### The input
____

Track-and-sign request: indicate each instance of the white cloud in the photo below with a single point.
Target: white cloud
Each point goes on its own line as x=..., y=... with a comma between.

____

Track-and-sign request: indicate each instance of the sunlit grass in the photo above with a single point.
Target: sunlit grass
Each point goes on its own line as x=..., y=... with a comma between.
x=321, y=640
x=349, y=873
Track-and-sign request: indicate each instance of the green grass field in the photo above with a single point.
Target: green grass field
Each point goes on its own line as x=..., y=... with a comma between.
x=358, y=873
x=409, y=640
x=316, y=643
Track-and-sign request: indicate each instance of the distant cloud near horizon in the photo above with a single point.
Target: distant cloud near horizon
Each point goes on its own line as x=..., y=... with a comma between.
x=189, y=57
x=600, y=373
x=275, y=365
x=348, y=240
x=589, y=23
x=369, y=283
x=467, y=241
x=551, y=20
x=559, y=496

____

### Written request
Please rewrite the material from the line containing "Track-and-sign request: indicate each instance of the green" through the line containing "x=316, y=643" as a JSON list of strings, with one string per line and any blank lines omitted.

### Response
[
  "Track-and-sign request: indicate each instance of the green grass field in the photo above with a single point.",
  "Target: green grass field",
  "Each point goes on its own line as x=..., y=... with a comma between.",
  "x=358, y=873",
  "x=409, y=640",
  "x=316, y=643"
]